[[ Input open ]]

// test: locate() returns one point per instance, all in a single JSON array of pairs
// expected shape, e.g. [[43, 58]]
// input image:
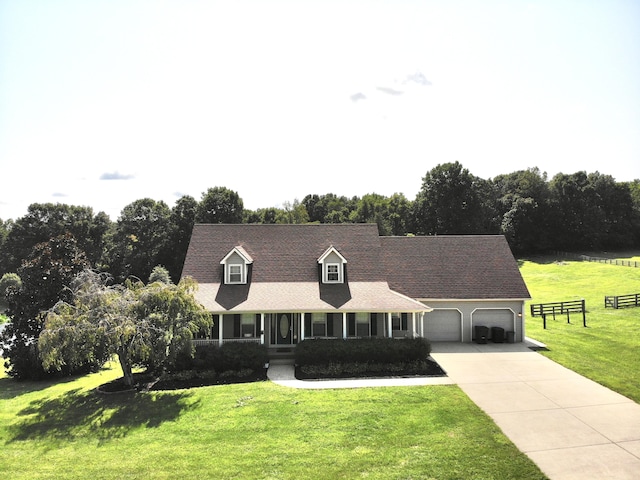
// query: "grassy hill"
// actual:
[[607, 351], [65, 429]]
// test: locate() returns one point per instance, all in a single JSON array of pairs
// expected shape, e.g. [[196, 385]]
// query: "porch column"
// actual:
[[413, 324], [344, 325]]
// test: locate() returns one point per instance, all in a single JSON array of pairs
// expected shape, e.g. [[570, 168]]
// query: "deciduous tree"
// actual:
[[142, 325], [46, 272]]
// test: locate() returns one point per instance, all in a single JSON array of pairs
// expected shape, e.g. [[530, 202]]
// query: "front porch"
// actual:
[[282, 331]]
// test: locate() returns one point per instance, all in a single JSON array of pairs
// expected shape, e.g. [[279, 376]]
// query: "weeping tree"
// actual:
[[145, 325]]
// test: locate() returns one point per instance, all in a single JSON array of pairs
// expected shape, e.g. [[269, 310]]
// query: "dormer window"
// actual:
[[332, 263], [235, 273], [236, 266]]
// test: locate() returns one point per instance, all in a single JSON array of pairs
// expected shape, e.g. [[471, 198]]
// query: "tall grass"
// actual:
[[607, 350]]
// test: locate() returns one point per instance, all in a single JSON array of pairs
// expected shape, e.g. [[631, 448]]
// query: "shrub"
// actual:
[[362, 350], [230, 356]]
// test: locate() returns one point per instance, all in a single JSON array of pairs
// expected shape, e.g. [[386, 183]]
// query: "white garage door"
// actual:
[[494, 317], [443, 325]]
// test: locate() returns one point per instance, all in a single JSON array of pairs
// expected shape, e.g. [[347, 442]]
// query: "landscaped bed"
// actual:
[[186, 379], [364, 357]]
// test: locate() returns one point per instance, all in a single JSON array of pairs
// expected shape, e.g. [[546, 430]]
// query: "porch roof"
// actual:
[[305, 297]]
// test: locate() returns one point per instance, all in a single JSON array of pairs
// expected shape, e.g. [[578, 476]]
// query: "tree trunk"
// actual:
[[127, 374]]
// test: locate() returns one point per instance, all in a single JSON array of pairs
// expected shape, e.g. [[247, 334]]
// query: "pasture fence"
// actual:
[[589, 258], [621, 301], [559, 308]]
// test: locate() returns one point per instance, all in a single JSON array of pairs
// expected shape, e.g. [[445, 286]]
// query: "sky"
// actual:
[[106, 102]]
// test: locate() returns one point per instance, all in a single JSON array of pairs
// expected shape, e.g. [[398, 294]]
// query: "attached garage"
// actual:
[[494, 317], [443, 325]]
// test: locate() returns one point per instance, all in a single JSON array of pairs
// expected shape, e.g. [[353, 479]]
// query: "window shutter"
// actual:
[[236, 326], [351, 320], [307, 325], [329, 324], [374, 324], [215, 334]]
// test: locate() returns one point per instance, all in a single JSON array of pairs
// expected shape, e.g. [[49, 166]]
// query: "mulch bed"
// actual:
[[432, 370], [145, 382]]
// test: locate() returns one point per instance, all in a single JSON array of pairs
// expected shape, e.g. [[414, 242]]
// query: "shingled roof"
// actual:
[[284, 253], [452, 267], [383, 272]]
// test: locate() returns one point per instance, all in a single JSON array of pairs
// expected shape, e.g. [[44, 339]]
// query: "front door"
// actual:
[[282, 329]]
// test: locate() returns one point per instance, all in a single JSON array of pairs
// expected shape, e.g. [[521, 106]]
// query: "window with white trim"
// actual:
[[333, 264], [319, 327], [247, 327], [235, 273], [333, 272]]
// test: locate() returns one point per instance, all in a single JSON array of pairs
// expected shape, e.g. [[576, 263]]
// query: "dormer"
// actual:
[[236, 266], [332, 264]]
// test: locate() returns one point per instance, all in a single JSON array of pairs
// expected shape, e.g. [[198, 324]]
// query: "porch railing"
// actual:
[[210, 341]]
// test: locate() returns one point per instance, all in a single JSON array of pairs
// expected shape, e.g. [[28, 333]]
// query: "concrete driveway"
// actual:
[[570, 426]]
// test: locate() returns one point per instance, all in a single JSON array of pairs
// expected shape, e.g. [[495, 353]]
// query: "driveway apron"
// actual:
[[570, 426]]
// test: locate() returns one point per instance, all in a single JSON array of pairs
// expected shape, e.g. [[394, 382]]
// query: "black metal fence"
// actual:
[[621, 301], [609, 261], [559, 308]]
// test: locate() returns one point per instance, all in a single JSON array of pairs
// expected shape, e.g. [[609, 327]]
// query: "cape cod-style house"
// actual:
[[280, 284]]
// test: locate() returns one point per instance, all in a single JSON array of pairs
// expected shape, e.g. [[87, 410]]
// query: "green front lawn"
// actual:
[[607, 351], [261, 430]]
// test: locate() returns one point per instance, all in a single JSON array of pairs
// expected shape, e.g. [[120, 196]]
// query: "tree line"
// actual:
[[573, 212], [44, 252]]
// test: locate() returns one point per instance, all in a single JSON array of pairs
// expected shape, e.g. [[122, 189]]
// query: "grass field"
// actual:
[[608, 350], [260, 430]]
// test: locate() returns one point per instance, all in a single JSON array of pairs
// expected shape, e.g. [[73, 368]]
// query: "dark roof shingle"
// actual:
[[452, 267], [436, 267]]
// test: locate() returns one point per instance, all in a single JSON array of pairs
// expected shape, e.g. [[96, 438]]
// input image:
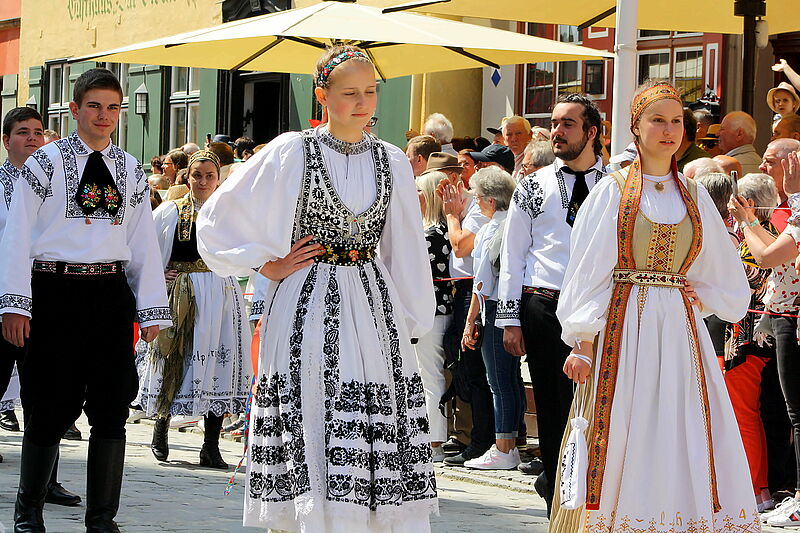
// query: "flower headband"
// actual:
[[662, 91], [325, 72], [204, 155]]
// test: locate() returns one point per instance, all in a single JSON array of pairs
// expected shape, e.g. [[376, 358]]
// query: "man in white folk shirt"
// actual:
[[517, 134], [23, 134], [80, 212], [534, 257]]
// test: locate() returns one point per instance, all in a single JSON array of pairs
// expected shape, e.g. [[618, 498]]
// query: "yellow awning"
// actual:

[[ Input closed ]]

Task prompt:
Please return all lines above in which the string "driveway" is found.

Solution to this exercise:
// query: "concrete driveway"
// query: "driveway apron"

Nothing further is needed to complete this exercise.